• _ASSIGNED TASK_:
Continue the text about hematologist Bertha Bouroncle from where it stops.

READING TEXT Block Start

Peruvian-American hematologist

Bertha A. Bouroncle Pereny (September 10, 1919 – August 13, 2013) was a Peruvian-American hematologist. After completing medical school in Peru, Bouroncle came to the United States for her postgraduate medical training. A longtime member of the faculty at the Ohio State University College of Medicine, she was the first investigator to identify hairy cell leukemia and the first female full professor in the state of Ohio.

In the 1980s, Bouroncle and two colleagues developed a drug to treat hairy cell leukemia. She was named a professor emerita at the medical school in 1989. Bouroncle died in 2013. She was predeceased by her husband Andrew Pereny, a businessman and erstwhile ceramic artist.

==Early life==
Bouroncle was born in Trujillo, Peru. She was the fourth of five children in her family. Bouroncle, whose father Luis was a Harvard University alumnus, went to medical school at the National University of San Marcos. When she was not studying, Bouroncle gained experience by providing free medical care to fishermen in Pucusana. She also held a job as a laboratory research assistant, leading to an interest in hematology. The only female in her medical school graduating class in 1947, Bouroncle was the class valedictorian.

==Career==
In 1948, Bouroncle left Peru to complete a postdoctoral fellowship at Ohio State. Between 1949 and 1953, she completed residency and fellowship training at the university in internal medicine and hematology. She spent the next year at Ohio State as a chief resident in medicine; she was the first female in Ohio to serve as a chief resident. Bouroncle was hired at Ohio State in the hematology-oncology division as an assistant professor in 1954. Bouroncle was named an associate professor in 1957.

Working with two junior colleagues the next year, Bouroncle identified a blood disorder known as hairy cell leukemia. She was named a full professor in 1970 and a professor emerita in 1989. She was the first female full professor of a medical school in Ohio. For many years, Bouroncle was on the medical staff of the Ohio State University Hospital. Among her colleagues, Bouroncle was noted for her commanding presence in spite of her small stature. Her associates said that she held trainees to very high standards without making them feel badly about themselves. She considered herself to be a shy person, but she found that she could open her heart to her patients.

READING TEXT Block End
EXCERPTED RECORDS Block Start

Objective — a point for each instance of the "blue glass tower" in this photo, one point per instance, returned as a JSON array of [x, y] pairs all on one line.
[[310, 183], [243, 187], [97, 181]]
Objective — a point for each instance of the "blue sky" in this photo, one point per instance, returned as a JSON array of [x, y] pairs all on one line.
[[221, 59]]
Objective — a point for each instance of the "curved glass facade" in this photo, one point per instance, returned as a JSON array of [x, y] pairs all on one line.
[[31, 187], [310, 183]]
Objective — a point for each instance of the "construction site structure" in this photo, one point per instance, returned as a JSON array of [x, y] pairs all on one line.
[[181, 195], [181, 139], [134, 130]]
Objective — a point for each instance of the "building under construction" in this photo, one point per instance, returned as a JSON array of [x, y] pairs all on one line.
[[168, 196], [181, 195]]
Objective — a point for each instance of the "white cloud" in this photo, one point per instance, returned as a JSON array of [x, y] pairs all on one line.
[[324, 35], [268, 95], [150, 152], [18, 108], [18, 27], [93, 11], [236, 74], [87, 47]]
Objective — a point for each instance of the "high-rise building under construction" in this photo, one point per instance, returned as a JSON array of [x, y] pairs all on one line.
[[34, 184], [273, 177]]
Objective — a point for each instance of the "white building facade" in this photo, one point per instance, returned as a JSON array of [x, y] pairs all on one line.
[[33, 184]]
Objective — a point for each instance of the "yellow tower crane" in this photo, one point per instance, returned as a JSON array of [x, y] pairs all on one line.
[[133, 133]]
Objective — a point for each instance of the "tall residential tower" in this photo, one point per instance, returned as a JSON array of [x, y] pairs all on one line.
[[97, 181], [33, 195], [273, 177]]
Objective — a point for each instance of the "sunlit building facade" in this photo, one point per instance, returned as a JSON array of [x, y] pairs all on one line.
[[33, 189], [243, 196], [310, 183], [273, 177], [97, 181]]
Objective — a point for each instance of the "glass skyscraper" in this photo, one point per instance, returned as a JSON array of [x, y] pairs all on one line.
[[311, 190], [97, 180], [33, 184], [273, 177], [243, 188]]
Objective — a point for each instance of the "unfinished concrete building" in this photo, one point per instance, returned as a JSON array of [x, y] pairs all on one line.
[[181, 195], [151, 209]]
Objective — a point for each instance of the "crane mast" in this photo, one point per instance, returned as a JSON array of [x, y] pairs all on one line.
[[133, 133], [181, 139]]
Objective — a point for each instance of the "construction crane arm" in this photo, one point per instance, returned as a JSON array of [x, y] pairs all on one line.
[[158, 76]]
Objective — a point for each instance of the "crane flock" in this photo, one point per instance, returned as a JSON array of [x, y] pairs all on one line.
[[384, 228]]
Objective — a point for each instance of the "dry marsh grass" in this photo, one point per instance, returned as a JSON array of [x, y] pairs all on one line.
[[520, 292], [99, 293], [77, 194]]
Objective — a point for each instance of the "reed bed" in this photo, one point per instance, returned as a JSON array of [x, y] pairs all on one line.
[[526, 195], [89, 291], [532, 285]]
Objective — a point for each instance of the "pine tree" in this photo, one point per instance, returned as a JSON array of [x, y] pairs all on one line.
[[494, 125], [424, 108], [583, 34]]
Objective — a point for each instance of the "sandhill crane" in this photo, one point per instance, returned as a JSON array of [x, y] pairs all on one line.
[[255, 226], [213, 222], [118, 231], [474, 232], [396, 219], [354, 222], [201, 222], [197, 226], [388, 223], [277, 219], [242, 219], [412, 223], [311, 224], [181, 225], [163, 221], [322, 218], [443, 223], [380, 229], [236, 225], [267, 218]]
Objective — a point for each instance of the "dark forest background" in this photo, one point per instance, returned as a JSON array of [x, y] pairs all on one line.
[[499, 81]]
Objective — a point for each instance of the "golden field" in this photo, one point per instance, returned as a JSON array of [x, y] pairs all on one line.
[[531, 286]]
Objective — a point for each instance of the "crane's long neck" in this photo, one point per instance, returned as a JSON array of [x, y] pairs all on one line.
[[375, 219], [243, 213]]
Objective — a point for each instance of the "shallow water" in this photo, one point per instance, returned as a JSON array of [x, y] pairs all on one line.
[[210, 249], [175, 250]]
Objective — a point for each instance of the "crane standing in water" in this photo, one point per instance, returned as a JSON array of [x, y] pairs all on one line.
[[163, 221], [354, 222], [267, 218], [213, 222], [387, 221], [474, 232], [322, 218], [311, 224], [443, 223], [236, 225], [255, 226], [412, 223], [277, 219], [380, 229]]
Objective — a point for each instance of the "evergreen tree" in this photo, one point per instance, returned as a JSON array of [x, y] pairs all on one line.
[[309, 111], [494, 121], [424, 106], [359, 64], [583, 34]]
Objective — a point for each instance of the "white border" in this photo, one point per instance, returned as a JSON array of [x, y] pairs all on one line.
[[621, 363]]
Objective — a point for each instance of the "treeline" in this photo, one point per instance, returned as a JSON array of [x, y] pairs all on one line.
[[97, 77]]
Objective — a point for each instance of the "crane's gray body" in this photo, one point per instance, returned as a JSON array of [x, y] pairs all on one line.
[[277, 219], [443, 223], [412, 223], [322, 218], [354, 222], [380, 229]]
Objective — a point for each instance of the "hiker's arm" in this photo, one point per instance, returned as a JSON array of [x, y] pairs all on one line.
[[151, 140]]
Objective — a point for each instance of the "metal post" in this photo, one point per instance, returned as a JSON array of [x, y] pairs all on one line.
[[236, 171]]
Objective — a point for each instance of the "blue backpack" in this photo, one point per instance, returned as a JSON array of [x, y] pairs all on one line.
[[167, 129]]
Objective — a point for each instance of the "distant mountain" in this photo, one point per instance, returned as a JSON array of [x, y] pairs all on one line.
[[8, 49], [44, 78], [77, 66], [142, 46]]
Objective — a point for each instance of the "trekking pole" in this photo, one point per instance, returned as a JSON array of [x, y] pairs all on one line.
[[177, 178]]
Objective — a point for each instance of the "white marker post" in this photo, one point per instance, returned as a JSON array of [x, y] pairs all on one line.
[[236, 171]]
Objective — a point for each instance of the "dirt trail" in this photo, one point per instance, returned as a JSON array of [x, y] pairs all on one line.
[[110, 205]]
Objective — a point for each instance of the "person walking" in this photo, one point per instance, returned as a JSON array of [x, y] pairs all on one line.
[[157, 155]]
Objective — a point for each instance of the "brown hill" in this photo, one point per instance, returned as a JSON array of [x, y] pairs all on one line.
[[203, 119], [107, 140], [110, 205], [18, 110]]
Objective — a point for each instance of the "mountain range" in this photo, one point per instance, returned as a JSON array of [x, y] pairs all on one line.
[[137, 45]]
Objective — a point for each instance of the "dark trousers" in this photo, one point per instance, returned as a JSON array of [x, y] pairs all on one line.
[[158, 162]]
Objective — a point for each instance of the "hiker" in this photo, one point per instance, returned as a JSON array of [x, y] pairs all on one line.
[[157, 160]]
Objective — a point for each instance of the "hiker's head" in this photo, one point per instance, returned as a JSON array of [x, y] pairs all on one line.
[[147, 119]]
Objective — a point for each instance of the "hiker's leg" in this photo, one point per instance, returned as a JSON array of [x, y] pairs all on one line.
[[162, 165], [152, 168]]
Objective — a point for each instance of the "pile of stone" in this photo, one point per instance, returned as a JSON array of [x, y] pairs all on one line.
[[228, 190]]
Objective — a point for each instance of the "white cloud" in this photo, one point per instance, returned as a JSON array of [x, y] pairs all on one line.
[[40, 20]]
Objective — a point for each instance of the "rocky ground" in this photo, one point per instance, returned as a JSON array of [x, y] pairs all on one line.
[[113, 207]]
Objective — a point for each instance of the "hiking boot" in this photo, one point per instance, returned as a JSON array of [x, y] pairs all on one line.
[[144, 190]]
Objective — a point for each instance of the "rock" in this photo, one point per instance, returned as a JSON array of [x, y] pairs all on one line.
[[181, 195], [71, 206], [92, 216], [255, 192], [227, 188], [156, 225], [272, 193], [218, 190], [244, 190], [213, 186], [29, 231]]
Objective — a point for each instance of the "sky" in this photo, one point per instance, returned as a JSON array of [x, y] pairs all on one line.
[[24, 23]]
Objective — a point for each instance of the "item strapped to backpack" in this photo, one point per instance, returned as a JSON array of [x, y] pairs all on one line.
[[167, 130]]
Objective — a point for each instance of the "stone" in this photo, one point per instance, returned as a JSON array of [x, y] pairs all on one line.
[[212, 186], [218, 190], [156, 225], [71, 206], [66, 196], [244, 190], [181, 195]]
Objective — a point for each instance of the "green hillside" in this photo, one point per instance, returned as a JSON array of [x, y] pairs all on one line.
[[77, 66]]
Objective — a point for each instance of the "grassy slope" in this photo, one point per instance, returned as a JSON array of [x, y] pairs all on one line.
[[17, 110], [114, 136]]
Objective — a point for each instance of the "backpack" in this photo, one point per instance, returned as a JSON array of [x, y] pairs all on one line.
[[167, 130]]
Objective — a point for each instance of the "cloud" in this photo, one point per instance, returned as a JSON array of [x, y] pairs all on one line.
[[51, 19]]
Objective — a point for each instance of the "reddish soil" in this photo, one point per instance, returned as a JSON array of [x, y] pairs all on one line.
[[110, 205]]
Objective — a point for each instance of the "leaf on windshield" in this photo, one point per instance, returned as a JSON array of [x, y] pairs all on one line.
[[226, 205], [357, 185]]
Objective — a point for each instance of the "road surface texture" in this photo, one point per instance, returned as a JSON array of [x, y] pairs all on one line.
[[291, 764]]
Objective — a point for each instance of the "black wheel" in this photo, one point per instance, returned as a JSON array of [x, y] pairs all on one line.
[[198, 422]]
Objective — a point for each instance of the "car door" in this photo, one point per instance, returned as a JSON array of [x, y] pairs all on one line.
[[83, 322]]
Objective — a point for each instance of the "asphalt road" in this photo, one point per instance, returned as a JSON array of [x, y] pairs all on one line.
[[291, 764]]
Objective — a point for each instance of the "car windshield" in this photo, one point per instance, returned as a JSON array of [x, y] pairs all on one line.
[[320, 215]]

EXCERPTED RECORDS Block End

• _REPLY_:
Continuing her research with hairy cell leukemia, Bouroncle worked with Ohio State investigators Michael Grever and Eric Kraut in the 1980s to develop a treatment for the disease known as deoxycoformycin. She helped to found The James Cancer Hospital, which opened at Ohio State in 1990. She won several teaching-related awards at Ohio State.

==Personal life==
In 1960, Bouroncle met businessman Andrew Pereny in Peru and they later married. Before he had become successful in business, Pereny produced a collection of ceramic art between 1933 and 1938. Several decades later, Pereny's work piqued the interest of art collectors because of his brief tenure as an artist. Pereny died in 1983.

Bouroncle funded the Bertha Bouroncle, MD, and Andrew Pereny Chair of Medicine at Ohio State. Outside of medicine, Bouroncle enjoyed the Columbus Symphony Orchestra.

==Later life==
Ohio State established the Bertha Bouroncle Distinguished Lecture Award in 2001. Bouroncle donated $200,000 to the National University of San Marcos to build a new research laboratory. The school named the laboratory in her honor. She died at the Richard M. Ross Heart Hospital in 2013.